==== Document extract

Musical significance

While drummers are the butt of many drummer jokes (not unlike alto viola players) suggesting they wouldn't be real musicians, in reality good drummers are musicians with an ear for rhythm and musical form, who act as the rhythmic driving force for an entire ensemble. A drummer's main contributions are timing changes and, often overlooked by amateur drummers, dynamic range. This makes adrummer analogous to an orchestra's timpanist, providing rhythmic and melodic drama.

Percussion (along with song) is perhaps the most ancient form of music. In fact, some cultures have drum music, music that is performed by drums alone. The non-vocal sounds and rhythms of life, the most obvious being walking, are a kind of pre-music which elaborate and organize themselves through human intelligence and play into music.

Pocket Drummer

In the most general sense, a pocket drummer plays within the bounds (pocket connoting a defined boundary) of the music. The most important elements of staying in the pocket are keeping solid time, playing the appropriate groove, and putting fills where they are supposed to be without over or underplaying. Successfully playing in the pocket demonstrates not only technical proficiency, but also discipline and respect for preserving the fidelity of the particular music being played.

Studio Drummer

Ideally, a studio drummer is a virtuoso drummer who can play any musical genre (or combination of genres) asked of them. In the studio setting, a drummer will often be given a sheet of music to read with one or two words describing the style. From this basic information, an accomplished drummer will understand the groove and feel of the song. Some of today's most famous drummers, such as Steve Gadd, Vinnie Colaiuta, Dave Weckl, Dennis Chambers, Jimmy Cobb, Gary Chester, and David Garibaldi, have spent extensive time as professional studio drummers.

========
==== Listing

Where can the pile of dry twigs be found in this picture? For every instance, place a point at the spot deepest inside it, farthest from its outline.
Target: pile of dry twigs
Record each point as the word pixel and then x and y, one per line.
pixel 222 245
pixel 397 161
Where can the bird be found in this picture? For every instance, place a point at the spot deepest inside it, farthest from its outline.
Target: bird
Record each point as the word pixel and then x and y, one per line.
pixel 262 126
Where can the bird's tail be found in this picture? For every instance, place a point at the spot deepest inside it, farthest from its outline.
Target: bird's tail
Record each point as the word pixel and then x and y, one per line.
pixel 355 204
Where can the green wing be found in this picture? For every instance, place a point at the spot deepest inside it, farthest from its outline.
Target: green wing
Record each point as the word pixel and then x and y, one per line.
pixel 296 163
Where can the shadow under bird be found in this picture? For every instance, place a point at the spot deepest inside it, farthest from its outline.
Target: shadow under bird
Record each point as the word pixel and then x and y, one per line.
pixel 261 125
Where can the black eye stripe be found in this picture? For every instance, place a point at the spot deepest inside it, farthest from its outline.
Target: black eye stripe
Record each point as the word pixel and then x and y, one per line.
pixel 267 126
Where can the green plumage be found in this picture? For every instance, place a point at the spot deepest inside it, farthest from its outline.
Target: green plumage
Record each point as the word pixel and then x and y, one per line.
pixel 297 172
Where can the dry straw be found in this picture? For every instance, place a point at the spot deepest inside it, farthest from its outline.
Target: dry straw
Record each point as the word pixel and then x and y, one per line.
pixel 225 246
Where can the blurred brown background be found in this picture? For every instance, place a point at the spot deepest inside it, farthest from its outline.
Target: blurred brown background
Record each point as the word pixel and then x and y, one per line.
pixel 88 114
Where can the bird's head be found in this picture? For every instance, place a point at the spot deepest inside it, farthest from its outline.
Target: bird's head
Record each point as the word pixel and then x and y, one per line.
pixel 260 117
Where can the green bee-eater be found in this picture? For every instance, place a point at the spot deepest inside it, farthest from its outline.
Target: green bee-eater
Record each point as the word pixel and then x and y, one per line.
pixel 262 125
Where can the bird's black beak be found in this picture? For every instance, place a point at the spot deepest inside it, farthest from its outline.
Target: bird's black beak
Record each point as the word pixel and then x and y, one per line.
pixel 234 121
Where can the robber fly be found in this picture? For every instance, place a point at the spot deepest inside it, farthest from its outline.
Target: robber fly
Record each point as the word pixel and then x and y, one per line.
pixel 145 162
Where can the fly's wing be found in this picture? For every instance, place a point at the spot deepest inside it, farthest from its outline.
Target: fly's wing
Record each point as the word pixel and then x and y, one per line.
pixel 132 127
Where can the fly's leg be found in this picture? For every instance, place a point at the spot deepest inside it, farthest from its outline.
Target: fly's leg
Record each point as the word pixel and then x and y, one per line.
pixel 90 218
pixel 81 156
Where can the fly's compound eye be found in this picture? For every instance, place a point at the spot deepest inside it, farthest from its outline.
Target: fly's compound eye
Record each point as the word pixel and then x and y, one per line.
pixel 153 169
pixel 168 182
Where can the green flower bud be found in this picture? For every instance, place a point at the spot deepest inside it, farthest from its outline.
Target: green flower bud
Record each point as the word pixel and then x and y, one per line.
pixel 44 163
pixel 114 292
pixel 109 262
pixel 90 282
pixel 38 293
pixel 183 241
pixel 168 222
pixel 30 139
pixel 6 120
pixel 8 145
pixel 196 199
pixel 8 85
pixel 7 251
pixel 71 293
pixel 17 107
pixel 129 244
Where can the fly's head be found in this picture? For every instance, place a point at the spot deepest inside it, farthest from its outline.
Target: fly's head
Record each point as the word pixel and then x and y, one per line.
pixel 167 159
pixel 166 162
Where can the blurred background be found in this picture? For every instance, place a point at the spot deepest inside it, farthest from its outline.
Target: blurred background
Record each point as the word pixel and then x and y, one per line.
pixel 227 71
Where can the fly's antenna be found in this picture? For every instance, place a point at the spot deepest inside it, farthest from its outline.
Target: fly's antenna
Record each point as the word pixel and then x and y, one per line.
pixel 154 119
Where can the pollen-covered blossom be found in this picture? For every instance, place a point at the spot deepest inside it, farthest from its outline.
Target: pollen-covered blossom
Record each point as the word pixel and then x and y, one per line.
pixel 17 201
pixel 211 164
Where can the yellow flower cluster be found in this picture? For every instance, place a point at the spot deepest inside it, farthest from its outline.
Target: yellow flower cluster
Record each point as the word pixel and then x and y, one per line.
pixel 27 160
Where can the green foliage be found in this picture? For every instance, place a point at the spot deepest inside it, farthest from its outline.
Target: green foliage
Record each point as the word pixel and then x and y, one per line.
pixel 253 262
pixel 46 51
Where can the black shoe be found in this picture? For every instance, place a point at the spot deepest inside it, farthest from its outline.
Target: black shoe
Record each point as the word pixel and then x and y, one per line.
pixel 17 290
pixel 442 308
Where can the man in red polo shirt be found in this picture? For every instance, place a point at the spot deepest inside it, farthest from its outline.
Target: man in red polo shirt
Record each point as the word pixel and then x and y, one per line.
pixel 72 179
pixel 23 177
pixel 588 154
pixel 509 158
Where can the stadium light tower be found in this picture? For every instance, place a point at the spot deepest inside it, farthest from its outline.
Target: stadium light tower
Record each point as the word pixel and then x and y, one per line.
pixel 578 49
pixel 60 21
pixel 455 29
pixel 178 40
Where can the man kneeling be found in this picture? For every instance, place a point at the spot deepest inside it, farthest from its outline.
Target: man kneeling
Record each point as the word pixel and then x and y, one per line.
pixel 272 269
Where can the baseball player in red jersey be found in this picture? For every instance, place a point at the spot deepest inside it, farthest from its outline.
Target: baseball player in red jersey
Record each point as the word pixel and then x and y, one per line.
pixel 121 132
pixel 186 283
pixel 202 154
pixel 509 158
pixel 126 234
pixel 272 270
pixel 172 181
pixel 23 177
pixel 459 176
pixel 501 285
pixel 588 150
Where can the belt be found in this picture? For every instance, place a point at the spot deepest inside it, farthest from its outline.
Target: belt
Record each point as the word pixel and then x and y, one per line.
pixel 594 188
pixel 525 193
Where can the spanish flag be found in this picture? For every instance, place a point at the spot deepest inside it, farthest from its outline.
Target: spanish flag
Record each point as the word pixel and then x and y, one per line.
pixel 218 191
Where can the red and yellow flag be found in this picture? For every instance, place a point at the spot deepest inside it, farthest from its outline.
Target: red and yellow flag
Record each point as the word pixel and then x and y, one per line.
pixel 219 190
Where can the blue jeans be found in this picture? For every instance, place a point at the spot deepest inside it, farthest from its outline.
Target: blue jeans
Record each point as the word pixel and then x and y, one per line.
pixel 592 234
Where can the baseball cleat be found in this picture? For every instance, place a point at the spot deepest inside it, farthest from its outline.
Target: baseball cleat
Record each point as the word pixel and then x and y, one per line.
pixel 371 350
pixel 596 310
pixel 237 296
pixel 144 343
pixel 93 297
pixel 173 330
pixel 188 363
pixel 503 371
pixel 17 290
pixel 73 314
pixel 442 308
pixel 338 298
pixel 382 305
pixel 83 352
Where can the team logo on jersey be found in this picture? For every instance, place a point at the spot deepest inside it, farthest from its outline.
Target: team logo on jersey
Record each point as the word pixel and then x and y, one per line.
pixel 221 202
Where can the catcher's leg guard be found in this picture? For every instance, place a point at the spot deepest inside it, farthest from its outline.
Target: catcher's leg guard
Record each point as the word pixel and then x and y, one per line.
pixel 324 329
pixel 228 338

========
==== Listing

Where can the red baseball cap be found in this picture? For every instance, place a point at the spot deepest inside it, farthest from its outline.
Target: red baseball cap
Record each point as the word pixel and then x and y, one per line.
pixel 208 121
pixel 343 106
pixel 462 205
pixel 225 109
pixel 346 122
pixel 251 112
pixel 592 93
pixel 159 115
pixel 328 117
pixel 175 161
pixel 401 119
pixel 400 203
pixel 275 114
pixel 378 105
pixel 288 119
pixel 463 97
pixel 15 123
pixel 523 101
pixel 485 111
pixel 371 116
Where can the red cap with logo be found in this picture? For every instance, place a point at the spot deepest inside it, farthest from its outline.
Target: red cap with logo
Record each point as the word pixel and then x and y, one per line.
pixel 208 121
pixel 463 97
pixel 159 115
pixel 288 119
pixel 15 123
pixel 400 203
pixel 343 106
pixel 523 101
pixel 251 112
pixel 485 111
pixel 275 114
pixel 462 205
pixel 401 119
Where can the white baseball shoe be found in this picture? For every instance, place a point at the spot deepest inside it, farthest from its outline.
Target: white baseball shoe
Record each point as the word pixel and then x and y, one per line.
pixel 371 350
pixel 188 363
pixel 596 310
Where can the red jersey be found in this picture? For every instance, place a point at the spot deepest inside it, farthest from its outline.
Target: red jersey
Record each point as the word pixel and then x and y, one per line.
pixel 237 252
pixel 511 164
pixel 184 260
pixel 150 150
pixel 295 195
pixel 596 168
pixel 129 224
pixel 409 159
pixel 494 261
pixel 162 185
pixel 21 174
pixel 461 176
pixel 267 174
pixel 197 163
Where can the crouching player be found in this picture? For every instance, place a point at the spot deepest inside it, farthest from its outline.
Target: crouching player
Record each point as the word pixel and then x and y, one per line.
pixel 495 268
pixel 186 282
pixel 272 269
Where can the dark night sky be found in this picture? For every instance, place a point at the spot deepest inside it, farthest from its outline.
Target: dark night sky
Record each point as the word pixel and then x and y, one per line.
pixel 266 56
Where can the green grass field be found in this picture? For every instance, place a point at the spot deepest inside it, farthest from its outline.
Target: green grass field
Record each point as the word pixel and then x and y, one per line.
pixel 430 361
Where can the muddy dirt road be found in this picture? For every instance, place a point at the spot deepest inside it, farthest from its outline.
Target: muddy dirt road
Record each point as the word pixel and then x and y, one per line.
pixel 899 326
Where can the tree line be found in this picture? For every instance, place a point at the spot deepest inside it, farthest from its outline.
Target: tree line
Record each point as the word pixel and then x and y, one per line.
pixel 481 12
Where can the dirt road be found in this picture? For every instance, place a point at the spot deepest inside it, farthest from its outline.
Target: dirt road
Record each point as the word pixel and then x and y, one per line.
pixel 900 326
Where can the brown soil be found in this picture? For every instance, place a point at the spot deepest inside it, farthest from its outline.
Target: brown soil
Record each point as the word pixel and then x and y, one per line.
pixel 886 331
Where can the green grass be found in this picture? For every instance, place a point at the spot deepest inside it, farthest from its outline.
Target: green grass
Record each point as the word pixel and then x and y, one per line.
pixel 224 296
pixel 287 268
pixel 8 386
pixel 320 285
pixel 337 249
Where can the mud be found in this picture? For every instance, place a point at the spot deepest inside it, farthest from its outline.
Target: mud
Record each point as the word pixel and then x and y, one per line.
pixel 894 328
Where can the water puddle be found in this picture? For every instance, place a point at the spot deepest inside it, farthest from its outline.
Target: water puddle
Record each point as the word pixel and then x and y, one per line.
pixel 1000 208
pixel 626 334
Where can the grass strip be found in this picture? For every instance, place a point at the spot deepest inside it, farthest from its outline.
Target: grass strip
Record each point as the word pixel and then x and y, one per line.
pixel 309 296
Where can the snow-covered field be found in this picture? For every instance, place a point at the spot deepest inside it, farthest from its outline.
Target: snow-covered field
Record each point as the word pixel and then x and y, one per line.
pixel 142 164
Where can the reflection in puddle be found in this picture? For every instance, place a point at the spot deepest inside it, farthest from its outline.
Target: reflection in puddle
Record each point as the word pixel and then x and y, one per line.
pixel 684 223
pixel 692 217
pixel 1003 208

========

## Directions
(a) According to the drumming text, why is a drummer comparable to an orchestra's timpanist? Answer in one to three sentences.
(b) Decide whether each statement agrees with the drumming text, and answer yes or no. Support each answer with the deciding words of the text, quoted exactly.
(i) In the studio, a drummer is often given a sheet of music with a brief description of the style.
(ii) The text states with certainty that percussion is the most ancient form of music.
(iii) Amateur drummers often overlook dynamic range.
(c) Reproduce the drumming text word for word from "While drummers are" to "and melodic drama.".

## Solutions below
(a) A drummer's main contributions are timing changes and dynamic range. That makes a drummer analogous to an orchestra's timpanist, who provides rhythmic and melodic drama.

(b)
(i) Yes: "a drummer will often be given a sheet of music to read with one or two words describing the style."
(ii) No: "Percussion (along with song) is perhaps the most ancient form of music."
(iii) Yes: "A drummer's main contributions are timing changes and, often overlooked by amateur drummers, dynamic range."

(c)
While drummers are the butt of many drummer jokes (not unlike alto viola players) suggesting they wouldn't be real musicians, in reality good drummers are musicians with an ear for rhythm and musical form, who act as the rhythmic driving force for an entire ensemble. A drummer's main contributions are timing changes and, often overlooked by amateur drummers, dynamic range. This makes adrummer analogous to an orchestra's timpanist, providing rhythmic and melodic drama.